- Text excerpt
• • •
This API strives to expose Speaker identification routines as a restful web service. The speaker identification process consists of five steps – enrollment, identification, deletion, enabling and disabling of a speaker. The enrollment process takes multiple examples of the same speaker speaking something different to generate a voiceprint. Voiceprints are a digital representation of the speaker’s voice. They are stored internally in the server and are used to identify the voice in the future. Once the enrollment for a particular user is complete, it does not need to be repeated.

The identification step receives a new utterance from the same speaker and verifies that it’s the same voice using the voiceprint.

It is also possible to delete, disable and enable a speaker with the help of curl commands.
• • •
- Job 1
Turn the paragraph of the speaker identification text that begins "This API strives to expose" into a short bulleted list that keeps its main facts.
- Job 2
Pick up the speaker identification text after its last sentence and write the next part.
You won't need the items that follow the speaker identification text.

(Image box annotation records)
• • •
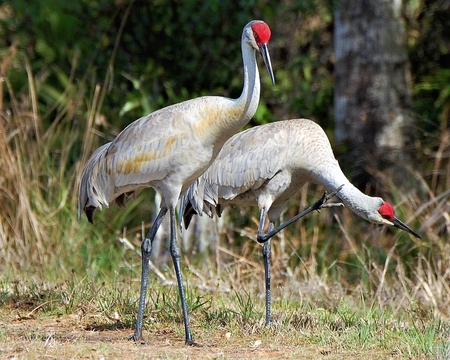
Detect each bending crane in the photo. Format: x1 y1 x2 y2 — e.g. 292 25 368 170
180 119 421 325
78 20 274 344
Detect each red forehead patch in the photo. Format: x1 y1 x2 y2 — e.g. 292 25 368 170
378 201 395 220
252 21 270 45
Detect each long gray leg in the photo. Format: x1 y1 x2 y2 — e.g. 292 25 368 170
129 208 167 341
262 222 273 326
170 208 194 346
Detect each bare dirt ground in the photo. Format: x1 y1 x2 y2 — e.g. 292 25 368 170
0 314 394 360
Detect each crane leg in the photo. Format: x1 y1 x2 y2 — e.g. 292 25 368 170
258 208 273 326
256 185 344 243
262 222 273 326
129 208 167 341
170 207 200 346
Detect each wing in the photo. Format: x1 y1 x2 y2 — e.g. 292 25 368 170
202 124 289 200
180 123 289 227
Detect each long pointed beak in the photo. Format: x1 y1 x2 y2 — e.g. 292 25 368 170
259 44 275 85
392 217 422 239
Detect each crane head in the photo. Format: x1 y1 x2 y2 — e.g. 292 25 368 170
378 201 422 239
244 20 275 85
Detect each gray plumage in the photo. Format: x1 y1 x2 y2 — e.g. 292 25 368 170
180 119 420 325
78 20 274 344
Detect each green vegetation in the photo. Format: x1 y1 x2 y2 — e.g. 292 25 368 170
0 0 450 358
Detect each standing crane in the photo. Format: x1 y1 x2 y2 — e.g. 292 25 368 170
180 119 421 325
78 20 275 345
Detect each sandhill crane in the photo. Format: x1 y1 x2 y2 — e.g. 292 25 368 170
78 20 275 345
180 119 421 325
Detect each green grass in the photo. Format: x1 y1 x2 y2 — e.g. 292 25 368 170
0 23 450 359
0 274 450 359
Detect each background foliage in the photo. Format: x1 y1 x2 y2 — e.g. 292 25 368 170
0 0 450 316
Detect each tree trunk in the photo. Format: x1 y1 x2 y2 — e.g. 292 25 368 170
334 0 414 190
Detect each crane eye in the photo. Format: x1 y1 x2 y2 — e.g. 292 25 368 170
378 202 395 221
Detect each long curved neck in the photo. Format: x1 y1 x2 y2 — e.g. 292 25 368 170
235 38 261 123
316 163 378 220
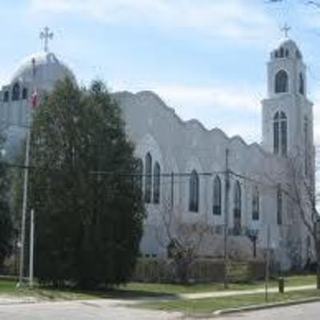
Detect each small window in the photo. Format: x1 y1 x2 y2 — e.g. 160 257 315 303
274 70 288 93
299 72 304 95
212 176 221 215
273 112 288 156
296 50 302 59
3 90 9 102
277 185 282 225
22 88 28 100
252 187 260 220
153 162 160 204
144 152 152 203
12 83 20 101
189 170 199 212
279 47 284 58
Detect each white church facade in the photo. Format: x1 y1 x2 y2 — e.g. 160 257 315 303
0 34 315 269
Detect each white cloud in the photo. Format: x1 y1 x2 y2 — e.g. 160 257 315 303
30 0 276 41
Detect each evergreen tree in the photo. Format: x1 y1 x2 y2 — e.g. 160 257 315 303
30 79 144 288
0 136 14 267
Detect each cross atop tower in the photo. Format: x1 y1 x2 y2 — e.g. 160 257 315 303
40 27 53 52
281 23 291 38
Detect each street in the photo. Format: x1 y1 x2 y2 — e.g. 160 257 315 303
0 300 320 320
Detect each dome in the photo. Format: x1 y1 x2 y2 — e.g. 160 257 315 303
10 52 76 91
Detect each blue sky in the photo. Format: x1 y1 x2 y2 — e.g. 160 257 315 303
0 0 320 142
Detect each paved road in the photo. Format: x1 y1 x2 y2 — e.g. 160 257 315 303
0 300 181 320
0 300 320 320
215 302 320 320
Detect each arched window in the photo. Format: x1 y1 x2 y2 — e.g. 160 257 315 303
• • •
- Response 1
- The API offers speaker identification routines as a RESTful web service.
- The process has five steps: enrollment, identification, deletion, enabling, and disabling of a speaker.
- Enrollment takes several samples of the same speaker saying different things and builds a voiceprint from them.
- A voiceprint is a digital representation of the speaker's voice.
- Voiceprints are stored on the server and used later to identify the voice.
- Once a user's enrollment is done, it doesn't need to be repeated.

- Response 2
Enrollment

The purpose of enrollment is to collect voice examples of a speaker’s voice and extract a “voiceprint” from those. The voiceprint, in similarity to commonly used fingerprint, is a representation of the speaker’s voice in a succinct format. By enrolling a speaker, we have let the speaker identification system know how a particular speaker sounds like. In many situations, it’s desirable to have multiple examples of a speaker’s voice to be used to create a voiceprint. This is particularly true if the process is being used to identify a speaker using a relatively short phrase. Therefore, the speaker identification server allows multiple enrollment examples to be sent. Since these examples could be collected over a period of time, the server has the functionality to remember the previous examples.

 

An example POST to the speaker identification server could look like:

POST http://server.url//SpeakerId HTTP/1.1

Accept: */*

Content-Length: 125324

Content-Type: application/x-www-form-urlencoded

Expect: 100-continue

Host: server.url.port

User-Agent: curl/7.38.0
action=enroll&speaker_name=sample1&format=8K_PCM16&key=xxxxxxxxxxxxxxxxxxxx

CURL Command

curl –request POST –data-binary “@sample1.wav” “https://services.govivace.com:49162/SpeakerId?action=enroll&speaker_name=sample1&format=8K_PCM16&key=xxxxxxxxxxxxxxxxxxxx

The body of the post would contain the entire audio file in a 16-bit linear PCM 8KHz format.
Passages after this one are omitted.